- _EXCERPT PROVIDED_

A first step is to keep the iteration over the label and find a more efficient way to fill hole. One efficient solution is to use a flood-fill algorithm on each cell of the border not yet filled and then look for the unfilled cells. These remaining cells should be either holes or cell already set with the current label. Such an algorithm should be quite fast. However, it is not easy to implement it efficiently in Python. There are some implementations of flood-fill in Python (eg. in skimage.morphology), but the cost of calling the function from Python for most border cell would be too high.

An alternative solution is to use a label algorithm to find all the region of the array that are connected each other. This can easily be done using label of skimage.measure. Once labeled, the labeled border regions can be set as not being holes. The remaining one as either holes or regions already set with the right label. This solution is more intensive, especially when the number of label is big (which seems quite rare based on your example and as long as each labels are computed separately). Here is an implementation:

from skimage.measure import label

def getBorderLabels(img):
    # Detection
    lab0 = np.unique(img[:,:,0])
    lab1 = np.unique(img[:,:,-1])
    lab2 = np.unique(img[:,0,:])
    lab3 = np.unique(img[:,-1,:])
    lab4 = np.unique(img[0,:,:])
    lab5 = np.unique(img[-1,:,:])

    # Reduction
    lab0 = np.union1d(lab0, lab1)
    lab2 = np.union1d(lab2, lab3)
    lab4 = np.union1d(lab4, lab5)
    return np.union1d(np.union1d(lab0, lab2), lab4)

def getHoleLabels(borderLabels, labelCount):
    return np.setdiff1d(np.arange(1, labelCount+1, dtype=int), borderLabels, assume_unique=True)

def fill_holes8(img: np.ndarray, applied_labels: np.ndarray) -> np.ndarray:
    output = img.copy()
    for i in applied_labels:
        labelized, labelCount = label(img==i, background=True, return_num=True, connectivity=1)
        holeLabels = getHoleLabels(getBorderLabels(labelized), labelCount)
        if len(holeLabels) > 0:
            output[np.isin(labelized, holeLabels)] = i
    return output

This implementation is about 3 times faster on my machine.

- _INFORMATION SUPPLIED_
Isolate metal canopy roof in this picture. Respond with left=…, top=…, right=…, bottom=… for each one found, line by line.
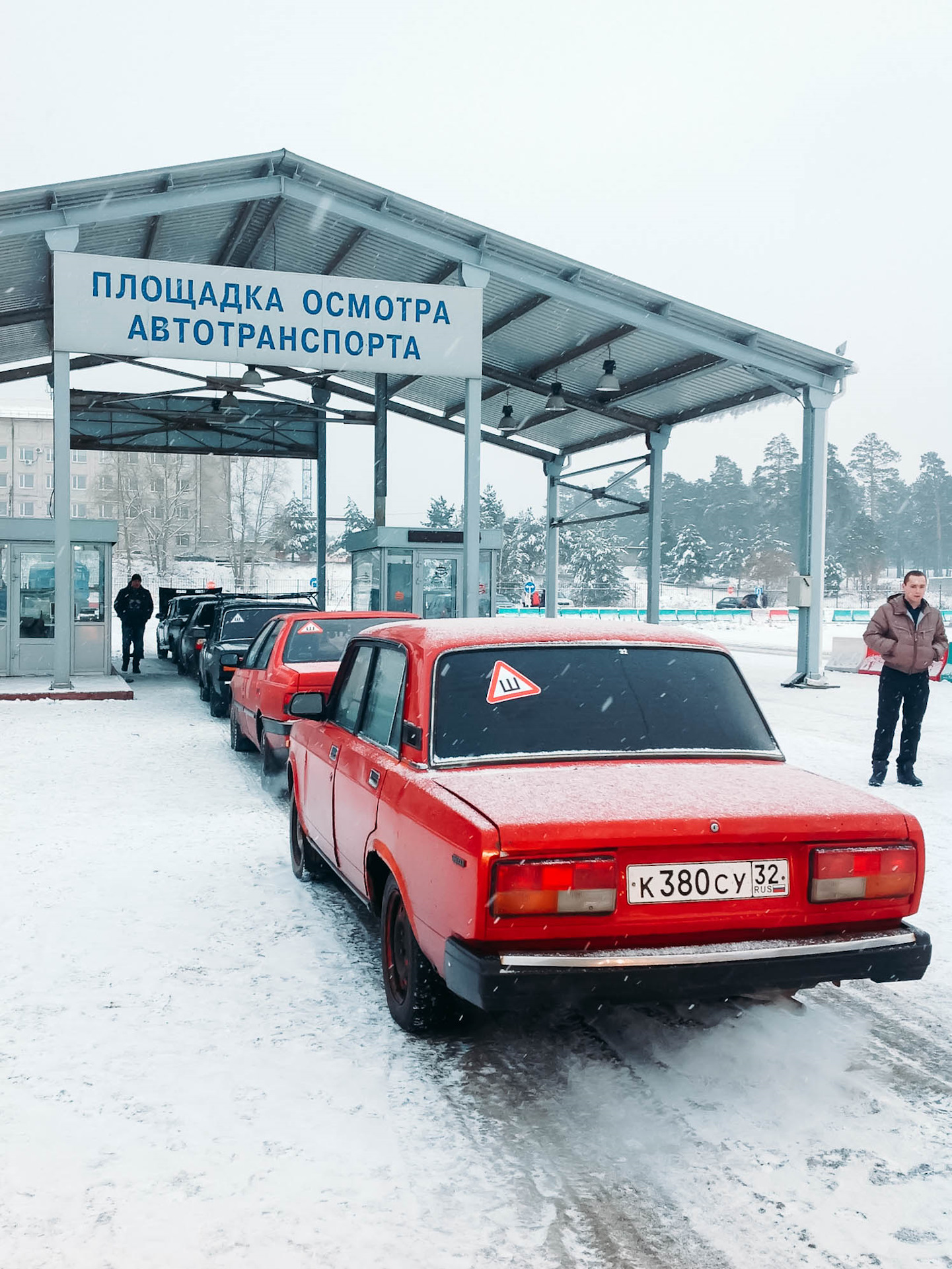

- _TASK 1_
Decide whether each statement agrees with the hole-filling excerpt. Answer yes or no, and quote the words that settle it.
(a) The flood-fill approach is easy to implement efficiently in Python.
(b) The label function used in the implementation comes from skimage.measure.
(c) The implementation is reported to be about 3 times faster.
- _TASK 2_
Answer these questions from the hole-filling excerpt.
(a) Which module is named as an example of one that has a flood-fill implementation in Python?
(b) When is the labeling solution especially intensive?
(c) What connectivity value does fill_holes8 pass to label?
- _TASK 3_
Summarize the hole-filling excerpt in two sentences.
Answer from the hole-filling excerpt alone.

- _TASK SOLUTION 1_
(a) No: "However, it is not easy to implement it efficiently in Python."
(b) Yes: "This can easily be done using label of skimage.measure."
(c) Yes: "This implementation is about 3 times faster on my machine."

- _TASK SOLUTION 2_
(a) skimage.morphology
(b) When the number of labels is big.
(c) 1

- _TASK SOLUTION 3_
The hole-filling excerpt considers flood-filling from the unfilled border cells, which should be fast but is not easy to implement efficiently in Python, and instead uses the label function of skimage.measure to find connected regions. Labeled regions on the border are set as not being holes, the remaining ones are either holes or regions that already have the right label, and this implementation is about 3 times faster.